Dataset records:
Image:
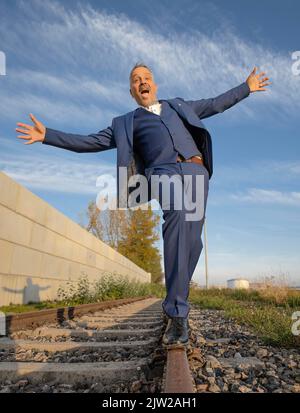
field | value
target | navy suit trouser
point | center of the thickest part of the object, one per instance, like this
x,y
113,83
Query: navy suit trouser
x,y
181,237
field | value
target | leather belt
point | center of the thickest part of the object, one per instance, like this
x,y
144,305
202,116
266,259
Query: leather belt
x,y
194,159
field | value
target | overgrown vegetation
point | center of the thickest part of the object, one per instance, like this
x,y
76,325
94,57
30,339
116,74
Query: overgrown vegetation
x,y
132,232
111,286
267,311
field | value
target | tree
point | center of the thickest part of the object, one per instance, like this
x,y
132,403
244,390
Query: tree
x,y
138,241
131,232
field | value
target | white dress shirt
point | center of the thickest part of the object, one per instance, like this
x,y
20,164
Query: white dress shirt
x,y
156,108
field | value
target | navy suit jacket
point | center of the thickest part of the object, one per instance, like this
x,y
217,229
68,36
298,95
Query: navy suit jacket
x,y
120,134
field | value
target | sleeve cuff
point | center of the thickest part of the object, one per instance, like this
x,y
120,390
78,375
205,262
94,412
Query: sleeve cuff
x,y
48,134
245,89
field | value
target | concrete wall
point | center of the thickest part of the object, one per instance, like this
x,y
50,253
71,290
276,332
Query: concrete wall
x,y
41,249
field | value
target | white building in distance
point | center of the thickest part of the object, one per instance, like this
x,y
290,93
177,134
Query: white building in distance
x,y
236,283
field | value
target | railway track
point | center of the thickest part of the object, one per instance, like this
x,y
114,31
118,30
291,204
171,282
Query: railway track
x,y
112,347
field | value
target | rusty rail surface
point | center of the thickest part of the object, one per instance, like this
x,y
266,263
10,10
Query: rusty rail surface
x,y
178,377
33,319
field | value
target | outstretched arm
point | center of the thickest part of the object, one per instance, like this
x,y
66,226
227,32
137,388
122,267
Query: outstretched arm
x,y
209,107
95,142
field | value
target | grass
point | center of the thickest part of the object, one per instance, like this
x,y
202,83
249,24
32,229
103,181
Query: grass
x,y
110,287
267,313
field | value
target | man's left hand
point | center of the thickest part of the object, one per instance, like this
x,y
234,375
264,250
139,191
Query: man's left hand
x,y
257,82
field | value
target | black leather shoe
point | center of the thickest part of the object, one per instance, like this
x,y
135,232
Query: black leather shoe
x,y
177,331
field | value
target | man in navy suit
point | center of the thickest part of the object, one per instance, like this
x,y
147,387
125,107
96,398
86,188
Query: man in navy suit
x,y
161,138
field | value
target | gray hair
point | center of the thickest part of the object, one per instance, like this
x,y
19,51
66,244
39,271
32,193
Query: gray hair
x,y
139,64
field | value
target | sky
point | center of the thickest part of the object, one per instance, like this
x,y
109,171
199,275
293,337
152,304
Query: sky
x,y
68,63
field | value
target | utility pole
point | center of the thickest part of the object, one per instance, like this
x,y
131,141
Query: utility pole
x,y
205,251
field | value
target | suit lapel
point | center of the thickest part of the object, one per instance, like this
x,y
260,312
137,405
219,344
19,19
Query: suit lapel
x,y
129,128
189,115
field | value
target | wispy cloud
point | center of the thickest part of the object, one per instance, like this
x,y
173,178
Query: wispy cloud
x,y
265,196
97,44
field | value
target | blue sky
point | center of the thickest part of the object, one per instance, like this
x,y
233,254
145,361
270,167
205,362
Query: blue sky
x,y
68,63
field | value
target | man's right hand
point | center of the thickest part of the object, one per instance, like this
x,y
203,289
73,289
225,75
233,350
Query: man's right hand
x,y
32,134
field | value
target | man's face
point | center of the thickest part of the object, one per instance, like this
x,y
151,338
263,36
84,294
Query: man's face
x,y
142,86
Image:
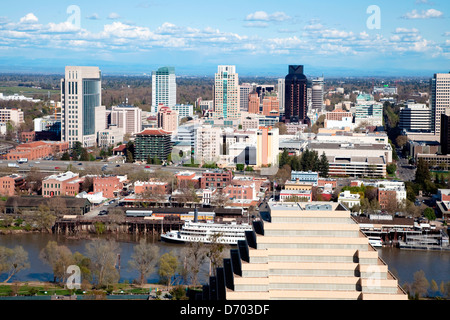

### Exercise brief
The expected output is the full data above, reproduced exactly with no images.

### Response
Image:
field | value
target | navy suit trouser
point | center of the thickest part of the object, one per instance, like this
x,y
113,83
Query: navy suit trouser
x,y
181,237
field | value
target | leather belt
point | center of the thickest part of the object, one per instance, like this
x,y
144,305
202,116
266,259
Query: leather belt
x,y
194,159
field | value
target | overgrown vegetation
point | center of the thickest part of the object, one per instance, like this
x,y
76,325
94,57
30,339
116,74
Query: overgrown vegetation
x,y
132,232
111,286
267,311
field | value
target | tree
point | center of the thickest part of the object, one per instance, like this
x,y
132,403
244,390
Query: tree
x,y
138,241
131,232
field | value
target | white dress shirt
point | center of the thickest part of the object, one per instance, like this
x,y
20,164
Query: white dress shirt
x,y
156,108
field | value
target | navy suit jacket
point | center of the thickest part of the object, one per instance, like this
x,y
217,229
68,36
298,95
Query: navy suit jacket
x,y
120,134
field | value
target | sleeve cuff
point | center of the thickest part of the object, one per instance, like this
x,y
120,390
78,375
205,262
94,412
Query: sleeve cuff
x,y
48,134
245,89
field | value
target | concrete wall
point | center of the thickest part of the object, one per instance, like this
x,y
50,253
71,290
276,332
Query: concrete wall
x,y
41,249
field | value
target | white building in distance
point | center of the thickest part of the object, one per instance, like this
x,y
290,93
177,134
Query: white building in distance
x,y
236,283
field | value
target | railway track
point | center of the thickest part of the object, one per instance, like this
x,y
114,31
118,30
291,204
171,282
Query: railway track
x,y
112,347
field | value
target | rusty rail surface
point | center of the thickest part of the object, one per instance, like this
x,y
266,263
10,10
Query: rusty rail surface
x,y
178,377
33,319
field | value
target | outstretched arm
point | center of the thickest part of the object, one per instance, like this
x,y
66,226
227,32
137,388
122,267
Query: outstretched arm
x,y
209,107
95,142
field | value
target | grass
point | center of the thickest part of the object, one per instance, like this
x,y
202,83
249,24
32,229
103,181
Query: grass
x,y
110,287
267,313
field | value
target | man's left hand
point | center of the thickest part of the object, one per instance, like this
x,y
234,375
264,250
139,191
Query: man's left hand
x,y
257,82
field | value
target | black leather shoe
point | center of the thickest part of the object, one per instance, like this
x,y
135,232
Query: black leather shoe
x,y
177,331
field | value
target | man in navy suit
point | center of the thickest part of the object, one per instance, like this
x,y
147,387
125,107
96,398
86,188
Query: man in navy suit
x,y
161,138
field | value
target | gray hair
point | center of the thickest part of the object, one per instance, like this
x,y
19,51
66,244
39,271
32,193
Query: gray hair
x,y
139,64
field | value
target | sky
point | center of the thickest part of the object, one per instance, like this
x,y
109,171
199,275
293,337
152,304
Query: sky
x,y
68,63
field | value
target | utility pole
point | center of the thickest part of the object, one per instance, like this
x,y
131,141
Query: utility pole
x,y
205,251
field | value
target | suit lapel
point | center of the thickest part of the object, one per instance, like this
x,y
260,312
137,405
219,344
19,19
Query: suit lapel
x,y
129,128
189,115
field | value
target | wispy cloud
point | center of the thickest part of the object, one per instance, like this
x,y
173,178
Query: wispy cloud
x,y
265,196
97,44
field | value
target | blue sky
point | center of the thickest part of the object, one per instance, like this
x,y
233,254
145,361
270,167
205,362
Query: blue sky
x,y
68,63
field | value
target | man's right hand
point | center of the thickest part of the object, one per instance, like this
x,y
203,289
73,289
225,75
233,350
Query: man's right hand
x,y
32,134
field | value
target | man's face
point | center of the thickest part of the object, one per instance, like this
x,y
151,338
263,36
84,294
Query: man's face
x,y
142,86
Image:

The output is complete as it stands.